** Start of PASSAGE SHOWN **

# N scale Qs



## Krazikev (Nov 28, 2013)

Hi all new to n scale does anyone know if they make a engine in diesel or steam that smokes and has rail sounds like a proto2 or tmcc?if so how much are these? Details please


----------



## Ray Haddad (Feb 19, 2014)

I've never seen one that smokes but sound is available. Cost? Can't really say but around $200 and up would be reasonable for a sound equipped engine.


----------



## Krazikev (Nov 28, 2013)

Ray Haddad said:


> I've never seen one that smokes but sound is available. Cost? Can't really say but around $200 and up would be reasonable for a sound equipped engine.


Thanks , is the sound loud? Being its so small ??


----------



## Ray Haddad (Feb 19, 2014)

Speaker improvements have made the sound reasonable but there are other methods for sound. Since sound is normally made by prototypes at crossings, some folks hide fairly powerful speakers inside of or behind buildings near crossings and then you can have some room shuddering sound if you want it. It's cheaper that way. All you need is a sound accessory decoder.

Also, you can have shrill toot whistles for steam and deep air horns for diesel in the same decoder and just select what you want as each train passes. Some people get really fancy and use RFID tags on their trains to change the sound automatically for each type of sound.

Decisions, decisions . . . know what I mean?


----------



## Krazikev (Nov 28, 2013)

Ray Haddad said:


> I've never seen one that smokes but sound is available. Cost? Can't really say but around $200 and up would be reasonable for a sound equipped engine.


Thanks , is the sound loud? Being its so small ??


----------



## Brakeman Jake (Mar 8, 2009)

Sound in N scale is improving all the time and can be loud enough to be annoying even with miniature speakers.

At the moment though,steamers are the easiest sound option with their tenders to house the necessary hardware,however the possibility of having sound in N scale diesel is increasing as manufacturers are developping sound ready (or equipped like BLI) locos and decoder makers hop along.

N scale smoke...Arnold made a few models years back that were based on european protoypes and did smoke rather nicely given the size.I'm contemplating the idea of fitting DCC to it but space is such a premium in this one (very small tender) that I already know I can't have both sound & smoke.Either option is a major project anyway so I back logged it to care about other priorities.


----------



## wsboyette (Jan 25, 2014)

N scale locomotive with smoke are hard to find. Arnold made a couple a long time ago, but I believe they were European types. Nobody has attempted to put smoke in an N scale locomotive since.


----------



## Fire21 (Mar 9, 2014)

*?? on feeder wires*

I'm building a 4x8 N-scale layout. This is my first venture into DCC. I'll be using a Digitrax Zephyr Xtra Set for power, and currently have two Kato PA-1s. I have tons of the small telephone wire, like is used to wire in telephones. Will this wire be adequate to use as feeders from a bus? How often should I install one (how long between feeders)? If these wires aren't adequate, what gauge wire should I use, knowing that I want at least a couple more locos in the future? Hope this is where these Qs belong. Thanks for any help....Bob


----------



## Brakeman Jake (Mar 8, 2009)

You should be OK with this wire as feeders.It is recommended to install feeders about every six feet of track,personally I install feeders every 3-4 feet on the main plus a feeder to every length of track between turnouts.Then every siding and spurs should have their feeders too.

** End of PASSAGE SHOWN **

:: AIM OF THE EXERCISE ::
Transcribe the part of the N scale thread that begins with the words "I'm building a" and ends after "their feeders too.".

** Start of RAW DATA **

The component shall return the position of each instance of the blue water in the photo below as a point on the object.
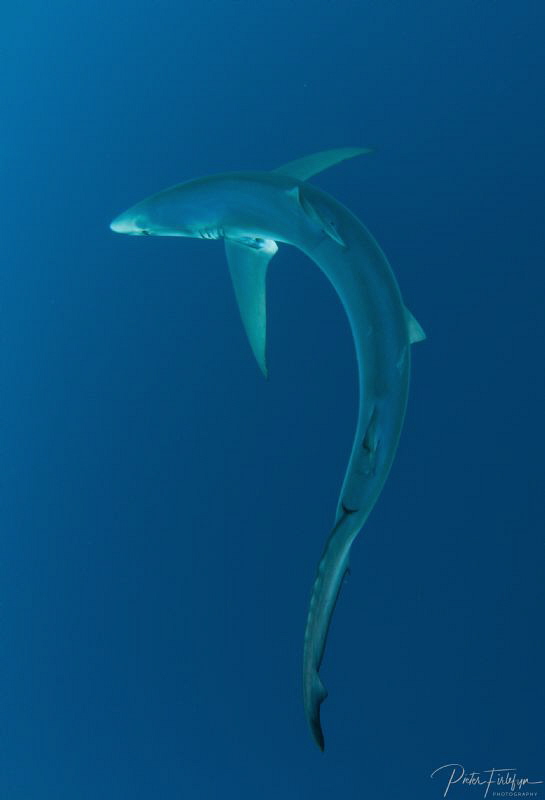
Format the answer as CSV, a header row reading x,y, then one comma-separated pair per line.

** End of RAW DATA **

:: WRITTEN REPLY ::
I'm building a 4x8 N-scale layout. This is my first venture into DCC. I'll be using a Digitrax Zephyr Xtra Set for power, and currently have two Kato PA-1s. I have tons of the small telephone wire, like is used to wire in telephones. Will this wire be adequate to use as feeders from a bus? How often should I install one (how long between feeders)? If these wires aren't adequate, what gauge wire should I use, knowing that I want at least a couple more locos in the future? Hope this is where these Qs belong. Thanks for any help....Bob


----------



## Brakeman Jake (Mar 8, 2009)

You should be OK with this wire as feeders.It is recommended to install feeders about every six feet of track,personally I install feeders every 3-4 feet on the main plus a feeder to every length of track between turnouts.Then every siding and spurs should have their feeders too.